START Listed entries
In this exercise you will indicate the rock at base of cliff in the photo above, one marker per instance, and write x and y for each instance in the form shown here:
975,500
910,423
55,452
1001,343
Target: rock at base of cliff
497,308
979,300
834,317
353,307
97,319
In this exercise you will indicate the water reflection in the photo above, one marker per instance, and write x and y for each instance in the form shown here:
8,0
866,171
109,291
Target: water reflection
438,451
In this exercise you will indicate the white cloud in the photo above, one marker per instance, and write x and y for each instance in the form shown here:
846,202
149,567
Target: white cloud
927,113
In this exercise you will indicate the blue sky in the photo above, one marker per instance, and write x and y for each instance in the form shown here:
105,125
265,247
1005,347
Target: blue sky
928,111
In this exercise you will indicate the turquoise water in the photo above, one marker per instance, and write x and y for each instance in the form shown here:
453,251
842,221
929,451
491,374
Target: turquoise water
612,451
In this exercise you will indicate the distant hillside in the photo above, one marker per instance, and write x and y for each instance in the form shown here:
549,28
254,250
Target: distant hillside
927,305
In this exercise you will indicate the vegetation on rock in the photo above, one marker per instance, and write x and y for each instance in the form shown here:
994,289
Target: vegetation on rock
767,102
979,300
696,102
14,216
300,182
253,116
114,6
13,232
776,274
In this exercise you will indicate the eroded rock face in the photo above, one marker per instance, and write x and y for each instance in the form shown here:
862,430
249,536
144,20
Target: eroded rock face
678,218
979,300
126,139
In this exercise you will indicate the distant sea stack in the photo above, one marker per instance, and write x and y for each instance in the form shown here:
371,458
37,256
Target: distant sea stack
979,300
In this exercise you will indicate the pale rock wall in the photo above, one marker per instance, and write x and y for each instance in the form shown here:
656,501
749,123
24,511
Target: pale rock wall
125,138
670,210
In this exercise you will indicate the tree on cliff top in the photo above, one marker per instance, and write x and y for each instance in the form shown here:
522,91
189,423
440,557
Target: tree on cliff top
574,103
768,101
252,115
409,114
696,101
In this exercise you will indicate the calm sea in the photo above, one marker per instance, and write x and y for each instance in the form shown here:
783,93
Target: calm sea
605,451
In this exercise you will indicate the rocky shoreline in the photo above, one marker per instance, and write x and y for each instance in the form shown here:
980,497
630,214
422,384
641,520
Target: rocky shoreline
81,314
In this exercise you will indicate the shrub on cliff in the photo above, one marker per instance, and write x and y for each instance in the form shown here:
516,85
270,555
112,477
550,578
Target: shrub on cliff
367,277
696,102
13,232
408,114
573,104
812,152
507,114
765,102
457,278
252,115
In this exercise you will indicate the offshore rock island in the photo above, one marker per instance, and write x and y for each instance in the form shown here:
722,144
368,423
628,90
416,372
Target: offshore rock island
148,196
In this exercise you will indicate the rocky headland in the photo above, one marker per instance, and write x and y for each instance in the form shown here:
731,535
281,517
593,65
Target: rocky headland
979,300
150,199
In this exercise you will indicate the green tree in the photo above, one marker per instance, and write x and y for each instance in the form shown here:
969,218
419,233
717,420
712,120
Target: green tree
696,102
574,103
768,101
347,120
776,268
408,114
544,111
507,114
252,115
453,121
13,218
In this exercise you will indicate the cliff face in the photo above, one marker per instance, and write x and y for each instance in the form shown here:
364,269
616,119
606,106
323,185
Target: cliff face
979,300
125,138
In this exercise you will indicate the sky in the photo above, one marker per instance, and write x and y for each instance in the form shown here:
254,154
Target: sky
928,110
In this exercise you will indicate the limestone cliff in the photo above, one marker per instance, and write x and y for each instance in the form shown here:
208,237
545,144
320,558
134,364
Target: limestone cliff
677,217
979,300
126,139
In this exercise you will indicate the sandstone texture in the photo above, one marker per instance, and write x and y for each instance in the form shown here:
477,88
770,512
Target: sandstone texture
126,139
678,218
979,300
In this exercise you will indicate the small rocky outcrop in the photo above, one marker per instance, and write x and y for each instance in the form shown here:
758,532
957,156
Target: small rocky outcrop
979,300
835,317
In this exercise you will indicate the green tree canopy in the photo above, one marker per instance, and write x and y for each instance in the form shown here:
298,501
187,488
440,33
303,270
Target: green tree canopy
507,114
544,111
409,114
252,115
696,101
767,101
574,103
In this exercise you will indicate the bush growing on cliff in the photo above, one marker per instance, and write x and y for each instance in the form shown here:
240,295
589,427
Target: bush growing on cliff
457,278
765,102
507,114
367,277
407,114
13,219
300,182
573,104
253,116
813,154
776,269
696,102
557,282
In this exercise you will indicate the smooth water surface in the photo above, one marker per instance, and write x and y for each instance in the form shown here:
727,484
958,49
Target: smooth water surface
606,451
END Listed entries
(Task directions) Would you give again, word for word, every line from the one with "In this exercise you will indicate the sandstone" through the final line of the listing above?

(Exercise output)
In this exercise you will indicate the sandstone texture in the photo above, one marker per instance, and write x and y for each instance in the form shown here:
477,88
770,512
Target: sandstone texture
126,139
678,218
979,300
In this exercise you will indicate the small rocky outcrop in the photo above, one marker per instance, and write x and y for each instance in the form shown here:
758,532
957,156
Target: small rocky outcrop
979,300
835,317
In this exercise you will indicate the green tree canopy in the photo above, one marker per instance, and write x and y for each instance in the form shown here:
298,501
187,488
440,33
303,270
Target: green tree canopy
507,114
544,111
409,114
252,115
696,101
767,101
574,103
In this exercise you will indicate the bush growing on cliff in the photo above, one marker per instance, and write x and y for each instance in the form shown here:
240,295
589,427
Target: bush growing on cliff
457,278
765,102
507,114
367,277
407,114
13,219
300,182
573,104
253,116
813,154
776,269
696,102
557,282
In this exercise you will indicate the smooth water surface in the photo above, one marker per instance, and write x and y for each instance in the form shown here:
727,484
958,49
Target: smooth water surface
606,451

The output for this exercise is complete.